TEXT PROVIDED
----
Meet the next bus that is bearing down on the Gulf Coast. Her name is Wilma. and
She is tropical storm #21 in the Atlantic's northern basin, for the year 2005. And she may be the final blow to Rove's Republic.
When I first started blogging on Atlantic storm information on
July 4th people thought it was unusual, perhaps I am just a storm fan, they thought, "he's an economics geek, not a weather geek." For extreme weather fans, following 2005 has been like following the great home run derby in baseball - records that had been set by Babe Ruth were being shattered by modern players. For extreme weather fans, the golden season was 1933 - which had the most tropical storms on record. But that wasn't the case when I started watching this, it was strictly business.
(This chart is the number of days into the season that a particular storm number formed earlier than the previous earliest storm for that number. So Wilma formed 30 days earlier than storm #21 in 1933.)
----
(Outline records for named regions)

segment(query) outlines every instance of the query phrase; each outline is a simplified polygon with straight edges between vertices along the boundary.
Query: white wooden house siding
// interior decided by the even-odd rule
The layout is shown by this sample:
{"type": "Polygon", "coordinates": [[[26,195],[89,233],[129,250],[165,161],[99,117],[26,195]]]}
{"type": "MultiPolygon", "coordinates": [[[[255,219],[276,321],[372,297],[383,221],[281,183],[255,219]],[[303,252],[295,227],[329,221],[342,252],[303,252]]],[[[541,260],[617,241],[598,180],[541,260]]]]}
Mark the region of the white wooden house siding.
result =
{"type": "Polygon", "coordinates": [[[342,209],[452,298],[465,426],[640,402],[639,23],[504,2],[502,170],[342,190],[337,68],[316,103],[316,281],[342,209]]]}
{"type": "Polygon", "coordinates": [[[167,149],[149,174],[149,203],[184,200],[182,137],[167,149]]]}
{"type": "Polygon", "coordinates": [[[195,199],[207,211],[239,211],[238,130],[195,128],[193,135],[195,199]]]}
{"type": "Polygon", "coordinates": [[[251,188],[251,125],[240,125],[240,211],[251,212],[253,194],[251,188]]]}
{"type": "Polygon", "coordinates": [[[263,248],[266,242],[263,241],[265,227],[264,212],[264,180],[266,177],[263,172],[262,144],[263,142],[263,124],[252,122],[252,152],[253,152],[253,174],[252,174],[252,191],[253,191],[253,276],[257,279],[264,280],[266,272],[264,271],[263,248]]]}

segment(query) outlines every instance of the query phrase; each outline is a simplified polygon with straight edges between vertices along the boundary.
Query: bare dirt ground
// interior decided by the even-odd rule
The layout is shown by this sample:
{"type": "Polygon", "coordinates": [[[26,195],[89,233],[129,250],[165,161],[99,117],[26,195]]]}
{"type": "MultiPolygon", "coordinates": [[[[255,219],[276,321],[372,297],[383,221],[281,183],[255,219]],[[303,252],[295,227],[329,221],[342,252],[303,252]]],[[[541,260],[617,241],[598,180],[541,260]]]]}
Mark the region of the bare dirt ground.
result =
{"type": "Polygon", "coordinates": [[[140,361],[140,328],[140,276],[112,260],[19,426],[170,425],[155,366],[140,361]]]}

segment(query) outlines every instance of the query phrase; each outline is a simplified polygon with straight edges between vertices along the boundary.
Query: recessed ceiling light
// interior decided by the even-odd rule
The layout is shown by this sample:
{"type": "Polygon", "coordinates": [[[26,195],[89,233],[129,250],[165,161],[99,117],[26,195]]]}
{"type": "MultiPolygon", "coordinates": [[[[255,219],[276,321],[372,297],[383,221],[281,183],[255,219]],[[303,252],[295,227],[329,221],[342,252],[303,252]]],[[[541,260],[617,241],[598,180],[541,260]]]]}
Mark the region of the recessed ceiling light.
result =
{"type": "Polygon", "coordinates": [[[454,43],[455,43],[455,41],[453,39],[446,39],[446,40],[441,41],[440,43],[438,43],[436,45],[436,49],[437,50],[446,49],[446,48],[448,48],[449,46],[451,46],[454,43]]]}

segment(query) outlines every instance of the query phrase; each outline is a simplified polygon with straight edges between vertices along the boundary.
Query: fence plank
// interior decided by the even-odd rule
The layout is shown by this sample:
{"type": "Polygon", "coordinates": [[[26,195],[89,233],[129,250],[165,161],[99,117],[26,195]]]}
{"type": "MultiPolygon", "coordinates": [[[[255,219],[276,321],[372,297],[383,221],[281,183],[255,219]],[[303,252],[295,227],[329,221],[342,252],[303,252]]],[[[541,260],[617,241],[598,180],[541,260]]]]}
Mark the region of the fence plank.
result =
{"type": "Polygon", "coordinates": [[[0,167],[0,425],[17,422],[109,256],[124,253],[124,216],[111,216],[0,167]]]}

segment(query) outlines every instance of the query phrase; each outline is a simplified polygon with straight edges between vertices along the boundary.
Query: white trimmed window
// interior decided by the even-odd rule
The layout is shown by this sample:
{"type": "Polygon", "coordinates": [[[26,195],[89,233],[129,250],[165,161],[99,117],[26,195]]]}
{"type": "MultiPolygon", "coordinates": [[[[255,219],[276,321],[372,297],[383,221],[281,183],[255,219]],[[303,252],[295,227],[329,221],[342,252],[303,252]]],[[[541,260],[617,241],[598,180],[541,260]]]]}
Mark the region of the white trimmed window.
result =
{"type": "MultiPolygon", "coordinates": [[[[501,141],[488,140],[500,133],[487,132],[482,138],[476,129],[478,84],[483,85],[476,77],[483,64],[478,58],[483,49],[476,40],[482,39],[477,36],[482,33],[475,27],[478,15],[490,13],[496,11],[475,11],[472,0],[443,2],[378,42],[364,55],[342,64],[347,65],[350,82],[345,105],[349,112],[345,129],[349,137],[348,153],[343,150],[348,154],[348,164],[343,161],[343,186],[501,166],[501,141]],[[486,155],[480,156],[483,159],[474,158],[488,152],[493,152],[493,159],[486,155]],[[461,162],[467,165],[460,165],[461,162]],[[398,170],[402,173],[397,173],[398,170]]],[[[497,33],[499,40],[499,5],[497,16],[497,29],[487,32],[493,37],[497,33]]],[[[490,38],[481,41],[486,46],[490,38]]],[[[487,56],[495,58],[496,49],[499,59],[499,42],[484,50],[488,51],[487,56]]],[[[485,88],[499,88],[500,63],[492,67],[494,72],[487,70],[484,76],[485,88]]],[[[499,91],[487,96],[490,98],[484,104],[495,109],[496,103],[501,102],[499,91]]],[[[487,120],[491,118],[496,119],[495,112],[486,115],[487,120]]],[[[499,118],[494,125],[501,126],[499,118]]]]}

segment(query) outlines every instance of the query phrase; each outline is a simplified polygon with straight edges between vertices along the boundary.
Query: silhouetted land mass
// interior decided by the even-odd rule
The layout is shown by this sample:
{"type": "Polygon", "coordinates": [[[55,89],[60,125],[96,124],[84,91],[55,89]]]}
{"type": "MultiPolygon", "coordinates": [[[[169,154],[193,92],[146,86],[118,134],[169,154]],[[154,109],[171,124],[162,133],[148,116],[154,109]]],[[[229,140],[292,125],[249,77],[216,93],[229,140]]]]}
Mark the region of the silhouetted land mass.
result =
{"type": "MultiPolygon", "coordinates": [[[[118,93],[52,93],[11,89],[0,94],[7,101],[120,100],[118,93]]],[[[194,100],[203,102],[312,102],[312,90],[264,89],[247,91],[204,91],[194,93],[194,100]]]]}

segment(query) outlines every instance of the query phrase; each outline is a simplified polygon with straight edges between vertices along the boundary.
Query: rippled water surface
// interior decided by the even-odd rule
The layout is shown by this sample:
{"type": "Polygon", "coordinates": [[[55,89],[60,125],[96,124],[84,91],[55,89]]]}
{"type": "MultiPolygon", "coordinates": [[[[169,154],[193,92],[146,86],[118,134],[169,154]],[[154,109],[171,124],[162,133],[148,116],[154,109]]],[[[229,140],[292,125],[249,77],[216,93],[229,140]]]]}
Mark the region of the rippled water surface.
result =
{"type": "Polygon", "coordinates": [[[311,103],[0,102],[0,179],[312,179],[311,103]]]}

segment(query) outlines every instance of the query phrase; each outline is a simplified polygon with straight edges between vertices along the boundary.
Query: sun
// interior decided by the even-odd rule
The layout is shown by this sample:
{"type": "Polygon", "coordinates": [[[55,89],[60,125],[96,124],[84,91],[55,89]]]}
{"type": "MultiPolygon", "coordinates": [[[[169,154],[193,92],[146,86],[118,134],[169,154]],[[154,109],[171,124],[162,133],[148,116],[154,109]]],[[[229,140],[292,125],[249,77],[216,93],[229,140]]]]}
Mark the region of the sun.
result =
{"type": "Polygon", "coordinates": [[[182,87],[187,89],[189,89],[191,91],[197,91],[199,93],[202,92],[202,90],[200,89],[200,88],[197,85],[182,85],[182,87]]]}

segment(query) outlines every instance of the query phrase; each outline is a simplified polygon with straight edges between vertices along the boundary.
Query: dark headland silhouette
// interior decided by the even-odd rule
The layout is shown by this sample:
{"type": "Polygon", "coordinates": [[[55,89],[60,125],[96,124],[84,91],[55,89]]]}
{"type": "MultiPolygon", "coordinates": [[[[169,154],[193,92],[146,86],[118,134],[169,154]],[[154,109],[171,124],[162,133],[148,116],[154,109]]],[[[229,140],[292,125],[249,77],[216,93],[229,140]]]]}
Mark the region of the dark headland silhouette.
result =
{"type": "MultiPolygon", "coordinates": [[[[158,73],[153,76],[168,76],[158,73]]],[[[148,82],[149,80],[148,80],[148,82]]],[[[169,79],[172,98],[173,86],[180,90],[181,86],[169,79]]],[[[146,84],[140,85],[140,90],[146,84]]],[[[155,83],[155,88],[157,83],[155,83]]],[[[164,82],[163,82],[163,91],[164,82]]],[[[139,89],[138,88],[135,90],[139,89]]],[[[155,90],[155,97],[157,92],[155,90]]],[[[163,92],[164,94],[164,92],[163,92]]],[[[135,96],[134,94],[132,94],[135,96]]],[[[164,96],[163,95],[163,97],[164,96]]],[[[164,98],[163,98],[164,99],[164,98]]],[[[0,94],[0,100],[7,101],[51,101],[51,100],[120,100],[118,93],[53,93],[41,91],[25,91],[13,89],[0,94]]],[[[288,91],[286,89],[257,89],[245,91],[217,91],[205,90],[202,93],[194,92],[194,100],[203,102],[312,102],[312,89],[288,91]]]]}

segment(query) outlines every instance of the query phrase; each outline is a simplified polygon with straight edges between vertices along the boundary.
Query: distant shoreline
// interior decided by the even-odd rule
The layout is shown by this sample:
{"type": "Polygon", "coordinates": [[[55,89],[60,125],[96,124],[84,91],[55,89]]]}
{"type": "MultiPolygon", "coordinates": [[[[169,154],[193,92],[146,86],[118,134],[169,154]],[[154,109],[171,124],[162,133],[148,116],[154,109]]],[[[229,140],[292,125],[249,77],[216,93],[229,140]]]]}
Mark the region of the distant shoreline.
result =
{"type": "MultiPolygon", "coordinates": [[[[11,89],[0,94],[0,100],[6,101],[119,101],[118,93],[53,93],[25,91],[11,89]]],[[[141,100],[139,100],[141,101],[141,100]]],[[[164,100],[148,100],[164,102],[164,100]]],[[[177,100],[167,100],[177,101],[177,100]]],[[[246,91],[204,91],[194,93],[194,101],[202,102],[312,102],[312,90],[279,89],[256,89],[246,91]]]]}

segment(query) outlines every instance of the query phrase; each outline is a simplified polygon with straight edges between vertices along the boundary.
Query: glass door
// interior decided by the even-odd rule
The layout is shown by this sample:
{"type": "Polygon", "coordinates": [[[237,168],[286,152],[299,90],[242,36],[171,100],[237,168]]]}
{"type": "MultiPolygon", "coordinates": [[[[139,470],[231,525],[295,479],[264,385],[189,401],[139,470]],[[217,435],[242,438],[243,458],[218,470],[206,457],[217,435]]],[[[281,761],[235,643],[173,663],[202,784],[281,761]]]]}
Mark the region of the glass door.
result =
----
EXERCISE TASKS
**1.** How would you render this sentence from the storm post in Spanish: "For extreme weather fans, the golden season was 1933 - which had the most tropical storms on record."?
**2.** Can you write out the part of the storm post that opens with the words containing "(This chart is" and closes with "#21 in 1933.)", substituting "year" for "season"?
The listing has no connection to the storm post.

RESPONSES BY TASK
**1.** Para los aficionados al clima extremo, la temporada dorada fue 1933, que tuvo la mayor cantidad de tormentas tropicales registradas.

**2.**
(This chart is the number of days into the year that a particular storm number formed earlier than the previous earliest storm for that number. So Wilma formed 30 days earlier than storm #21 in 1933.)